Even if we knew our ecosystem was close to the tipping point of global warming and its consequences, it is hard to be ready for the recent Washington Post headline, “The world has just over a decade to get climate change under control, U.N. scientists say.”
The Intergovernmental Panel on Climate Change published its latest report a week ago. 10-14 years remain to address global warming and climate disruption to which it contributes, according to the authors. If our global society doesn’t address it, scientists find we will likely pass a tipping point toward climate breakdown from which there is no return.
Can we take adequate climate action in time?
“Even if it is technically possible, without aligning the technical, political and social aspects of feasibility, it is not going to happen,” said Glen Peters, research director of the Center for International Climate Research in Oslo. “To limit warming below 1.5 C, or 2 C for that matter, requires all countries and all sectors to act.”
I’m not hopeful society will react adequately.
Recycling programs are a case in point about society’s failures.
Driven by a desire to take volume out of waste streams, curbside recycling programs came up after the environmental awareness created by the Apollo moon flights and the widely circulated “Earthrise” and “Blue Marble” photographs. It just made sense to recycle materials like metal cans, cardboard, paper, glass and plastics that could be re-used. Along with that came a push by manufacturers to create containers that were recyclable. By any measure the programs were successful for a long time.
Time intervened and today, more and more communities are either scaling back or dropping their recycling programs. The reason? Contamination of waste, increased collection and processing costs, and lower sales prices for recycled material. Who is getting blamed? China. Here’s an explainer from a Pennsylvania television station:
The recycling markets, whether it’s paper, plastic, glass, or other items, are financially unstable now, local recycling coordinators said.
The cost of recycling, including collection and processing, is increasing, while the prices for recyclables sold is decreasing.
One reason, they said, is China. They control a huge portion of the world’s recycling markets and they now insist on taking recyclables that are not termed “contaminated,” meaning mixed with other materials. In fact, China is no longer accepting any recyclables from the United States.

----

To do: Copy from the passage on climate change and recycling above, word for word, the portion from "Even if we knew" up to and including "is no return.".

Provided data:
----

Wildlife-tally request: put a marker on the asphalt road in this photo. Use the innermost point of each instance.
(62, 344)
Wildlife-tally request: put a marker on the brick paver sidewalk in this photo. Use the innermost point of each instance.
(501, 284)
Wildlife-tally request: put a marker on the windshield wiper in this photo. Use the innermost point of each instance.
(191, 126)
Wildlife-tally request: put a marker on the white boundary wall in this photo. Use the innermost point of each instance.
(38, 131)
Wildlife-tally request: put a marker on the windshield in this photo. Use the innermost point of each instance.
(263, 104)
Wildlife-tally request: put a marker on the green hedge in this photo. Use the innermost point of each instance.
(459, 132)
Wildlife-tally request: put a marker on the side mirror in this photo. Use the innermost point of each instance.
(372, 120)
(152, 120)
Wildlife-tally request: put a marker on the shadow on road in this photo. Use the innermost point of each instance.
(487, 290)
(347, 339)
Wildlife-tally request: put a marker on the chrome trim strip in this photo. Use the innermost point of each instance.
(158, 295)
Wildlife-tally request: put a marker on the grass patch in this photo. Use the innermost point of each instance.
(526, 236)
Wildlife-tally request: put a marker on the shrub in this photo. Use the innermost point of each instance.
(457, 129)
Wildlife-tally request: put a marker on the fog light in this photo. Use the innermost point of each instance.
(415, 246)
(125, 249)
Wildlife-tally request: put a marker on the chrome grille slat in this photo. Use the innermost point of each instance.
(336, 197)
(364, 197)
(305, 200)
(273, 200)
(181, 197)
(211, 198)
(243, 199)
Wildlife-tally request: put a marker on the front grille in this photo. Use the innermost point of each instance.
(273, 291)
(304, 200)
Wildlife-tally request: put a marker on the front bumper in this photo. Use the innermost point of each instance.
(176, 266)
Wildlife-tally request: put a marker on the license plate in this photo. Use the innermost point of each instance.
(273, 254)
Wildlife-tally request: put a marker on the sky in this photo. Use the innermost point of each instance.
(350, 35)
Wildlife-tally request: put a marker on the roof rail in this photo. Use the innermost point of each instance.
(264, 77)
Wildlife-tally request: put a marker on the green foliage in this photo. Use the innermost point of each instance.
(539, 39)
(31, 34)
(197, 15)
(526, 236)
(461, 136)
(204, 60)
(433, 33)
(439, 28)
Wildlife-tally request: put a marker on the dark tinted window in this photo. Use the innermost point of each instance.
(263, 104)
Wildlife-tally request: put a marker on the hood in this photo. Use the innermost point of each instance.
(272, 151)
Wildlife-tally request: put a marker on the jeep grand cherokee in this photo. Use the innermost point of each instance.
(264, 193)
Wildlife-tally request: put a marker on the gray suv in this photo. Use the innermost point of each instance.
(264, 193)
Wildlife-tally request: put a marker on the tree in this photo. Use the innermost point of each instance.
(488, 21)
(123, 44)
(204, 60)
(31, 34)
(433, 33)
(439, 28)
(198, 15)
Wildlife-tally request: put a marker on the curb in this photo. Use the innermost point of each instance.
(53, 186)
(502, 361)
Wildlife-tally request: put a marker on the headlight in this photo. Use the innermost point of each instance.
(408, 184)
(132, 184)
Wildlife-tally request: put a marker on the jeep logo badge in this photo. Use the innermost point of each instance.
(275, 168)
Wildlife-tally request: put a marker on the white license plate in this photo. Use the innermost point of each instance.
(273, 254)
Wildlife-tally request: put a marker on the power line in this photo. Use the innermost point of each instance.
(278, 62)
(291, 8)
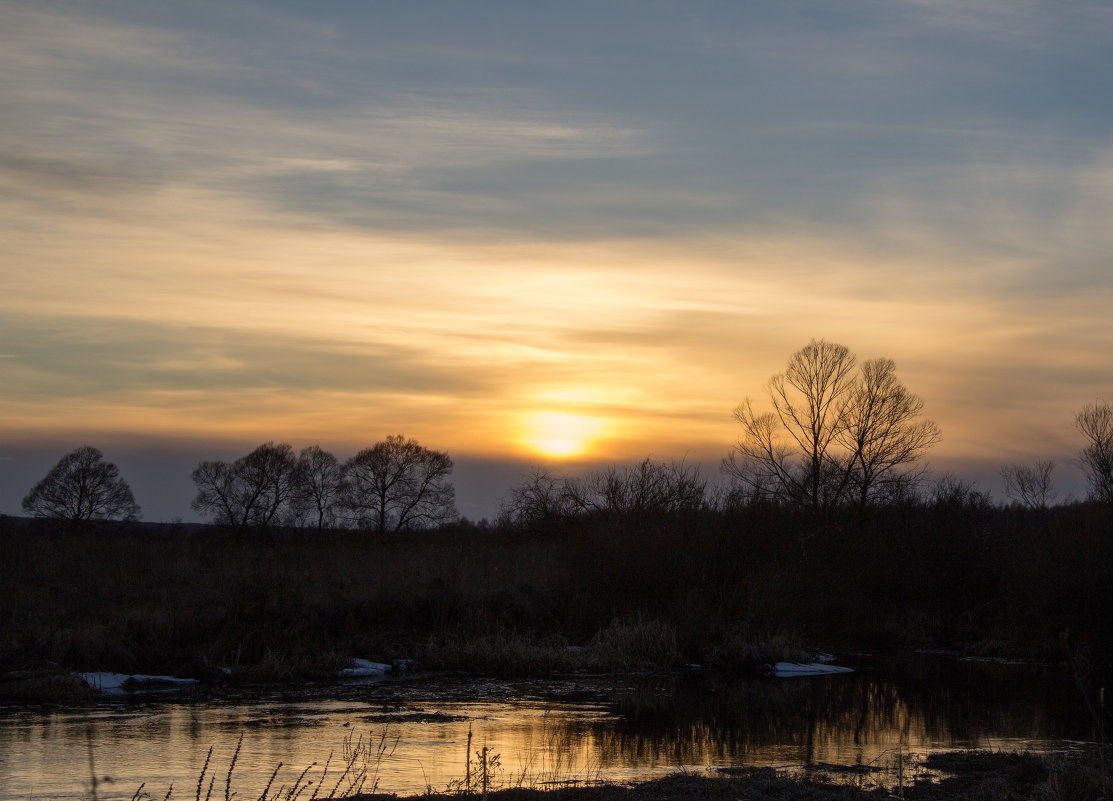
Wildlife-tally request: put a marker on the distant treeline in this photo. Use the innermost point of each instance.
(629, 586)
(838, 435)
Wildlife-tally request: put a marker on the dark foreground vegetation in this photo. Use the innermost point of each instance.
(1080, 774)
(730, 587)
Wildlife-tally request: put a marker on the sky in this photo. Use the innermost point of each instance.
(567, 234)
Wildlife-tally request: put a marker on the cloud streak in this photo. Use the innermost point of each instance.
(269, 221)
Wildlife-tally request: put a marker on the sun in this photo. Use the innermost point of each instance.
(560, 434)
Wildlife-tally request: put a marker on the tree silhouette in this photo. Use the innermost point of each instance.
(1095, 422)
(397, 485)
(1030, 484)
(319, 484)
(255, 490)
(834, 433)
(82, 487)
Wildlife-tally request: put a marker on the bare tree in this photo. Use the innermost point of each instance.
(834, 434)
(949, 492)
(82, 487)
(1095, 422)
(1030, 484)
(397, 484)
(541, 497)
(884, 433)
(789, 454)
(255, 490)
(647, 487)
(319, 484)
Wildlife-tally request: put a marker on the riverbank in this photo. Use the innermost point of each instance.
(729, 590)
(1077, 774)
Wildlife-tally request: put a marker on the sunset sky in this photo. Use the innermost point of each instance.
(570, 233)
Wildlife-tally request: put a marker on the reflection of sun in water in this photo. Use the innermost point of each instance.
(559, 434)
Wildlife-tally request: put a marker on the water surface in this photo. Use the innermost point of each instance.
(579, 729)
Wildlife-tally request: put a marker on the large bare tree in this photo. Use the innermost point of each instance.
(255, 491)
(835, 434)
(788, 454)
(1095, 423)
(82, 487)
(397, 484)
(884, 433)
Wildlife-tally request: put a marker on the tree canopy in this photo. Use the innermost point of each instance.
(82, 486)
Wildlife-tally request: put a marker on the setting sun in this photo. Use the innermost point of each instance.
(560, 434)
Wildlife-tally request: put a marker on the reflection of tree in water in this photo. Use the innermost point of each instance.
(918, 702)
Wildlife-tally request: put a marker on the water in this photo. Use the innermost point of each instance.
(578, 729)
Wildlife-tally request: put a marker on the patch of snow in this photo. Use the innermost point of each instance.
(784, 670)
(364, 668)
(120, 683)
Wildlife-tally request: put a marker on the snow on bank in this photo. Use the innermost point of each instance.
(120, 683)
(363, 669)
(785, 670)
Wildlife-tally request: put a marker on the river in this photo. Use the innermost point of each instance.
(413, 733)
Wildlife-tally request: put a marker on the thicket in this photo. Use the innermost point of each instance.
(729, 586)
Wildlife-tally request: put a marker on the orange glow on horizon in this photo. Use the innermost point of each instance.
(560, 434)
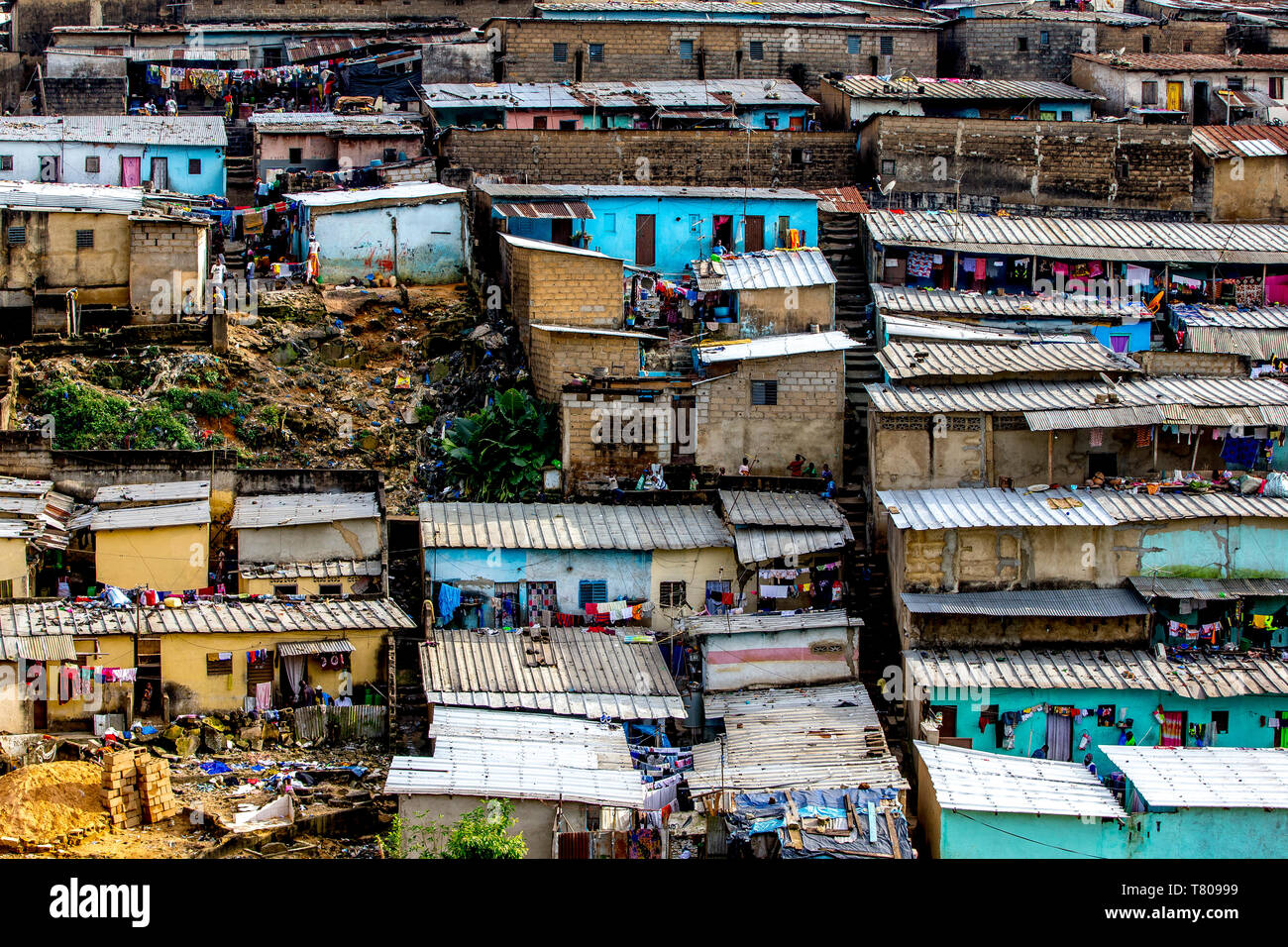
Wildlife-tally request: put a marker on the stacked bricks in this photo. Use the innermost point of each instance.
(137, 789)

----

Written reply:
Even if we knew our ecosystem was close to the tipping point of global warming and its consequences, it is hard to be ready for the recent Washington Post headline, “The world has just over a decade to get climate change under control, U.N. scientists say.”
The Intergovernmental Panel on Climate Change published its latest report a week ago. 10-14 years remain to address global warming and climate disruption to which it contributes, according to the authors. If our global society doesn’t address it, scientists find we will likely pass a tipping point toward climate breakdown from which there is no return.